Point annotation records
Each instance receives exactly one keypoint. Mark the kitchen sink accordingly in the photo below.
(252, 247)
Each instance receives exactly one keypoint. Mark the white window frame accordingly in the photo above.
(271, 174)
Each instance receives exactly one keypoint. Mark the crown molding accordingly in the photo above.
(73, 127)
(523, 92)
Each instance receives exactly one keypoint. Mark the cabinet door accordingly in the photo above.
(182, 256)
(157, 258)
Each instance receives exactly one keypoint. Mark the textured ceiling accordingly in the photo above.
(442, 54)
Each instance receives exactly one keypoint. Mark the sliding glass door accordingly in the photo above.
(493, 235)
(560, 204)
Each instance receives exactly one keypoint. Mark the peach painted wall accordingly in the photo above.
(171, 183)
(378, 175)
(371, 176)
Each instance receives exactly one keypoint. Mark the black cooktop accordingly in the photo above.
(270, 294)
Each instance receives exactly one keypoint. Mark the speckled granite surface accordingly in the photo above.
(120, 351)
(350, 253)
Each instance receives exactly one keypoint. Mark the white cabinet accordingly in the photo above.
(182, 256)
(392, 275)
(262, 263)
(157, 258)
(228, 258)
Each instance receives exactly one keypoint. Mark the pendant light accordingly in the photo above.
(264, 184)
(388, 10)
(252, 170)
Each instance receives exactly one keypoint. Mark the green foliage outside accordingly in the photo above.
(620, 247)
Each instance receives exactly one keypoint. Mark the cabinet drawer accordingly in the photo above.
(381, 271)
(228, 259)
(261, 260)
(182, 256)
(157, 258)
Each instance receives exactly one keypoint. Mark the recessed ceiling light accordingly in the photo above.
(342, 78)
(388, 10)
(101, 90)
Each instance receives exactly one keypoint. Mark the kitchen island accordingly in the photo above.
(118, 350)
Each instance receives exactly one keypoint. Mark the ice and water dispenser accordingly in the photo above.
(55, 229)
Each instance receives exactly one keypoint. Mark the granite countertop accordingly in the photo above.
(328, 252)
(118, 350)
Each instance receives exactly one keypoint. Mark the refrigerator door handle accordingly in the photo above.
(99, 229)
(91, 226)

### Exercise details
Reproduce every row above verbatim, keeping each instruction and each coordinate pair in its original order.

### Response to this task
Each instance receives exactly one keypoint. Mark the kitchen sink accordingly in the photo below.
(252, 247)
Each instance receives exactly one keypoint. Mark the white window frame accordingly in the photo above.
(271, 174)
Each instance receives exactly one keypoint. Mark the crown molding accordingly in the photo above.
(73, 127)
(523, 92)
Each instance receives exactly one keypoint. Mark the cabinet door accordingly in the photo above.
(182, 256)
(157, 258)
Each instance receives exactly one keypoint. Mark the textured ceiling accordingly in the photo above.
(442, 54)
Each instance receives exactly one keypoint. Mark the sliding glass door accordingly in the photo above.
(493, 235)
(560, 204)
Each instance receives exactly one keypoint. Mark the peach painted wall accordingly in the photo above.
(171, 183)
(378, 175)
(371, 176)
Each instance receives exactly one keypoint. Mark the black cooktop accordingly in the photo above.
(270, 294)
Each instance receives exactly one keypoint. Mark the speckled granite surface accordingly in the photo above.
(120, 351)
(350, 253)
Each instance receives exactly one keypoint. Mark the white cabinet accordingly in the photo above.
(182, 256)
(392, 275)
(262, 263)
(157, 258)
(228, 258)
Each instance receives exactly one keypoint. Mark the pendant light accordingly in the photo above.
(264, 184)
(388, 10)
(252, 170)
Each instance receives exactly one keypoint. Mark the green foliage outside accordingly in the photo above.
(620, 247)
Each instance receives exactly one keypoint. Mark the cabinet drawer accordingly in the photo above.
(381, 271)
(228, 259)
(261, 260)
(182, 256)
(157, 258)
Each instance receives exactly one keypoint. Mark the recessed ceiling light accordingly in the photo above.
(342, 78)
(388, 10)
(101, 90)
Each instance receives exactly one keypoint. Mark the kitchen island accordingly in the photo above.
(118, 350)
Each instance receives exactly one keypoint. Mark the ice and water dispenser accordingly in the photo above.
(55, 229)
Each instance receives exactly one keypoint. Mark the granite countertop accordingly in the photo above.
(328, 252)
(118, 350)
Each instance receives exactly one keypoint. Mark the refrigerator door handle accordingly in the photo above.
(99, 229)
(91, 226)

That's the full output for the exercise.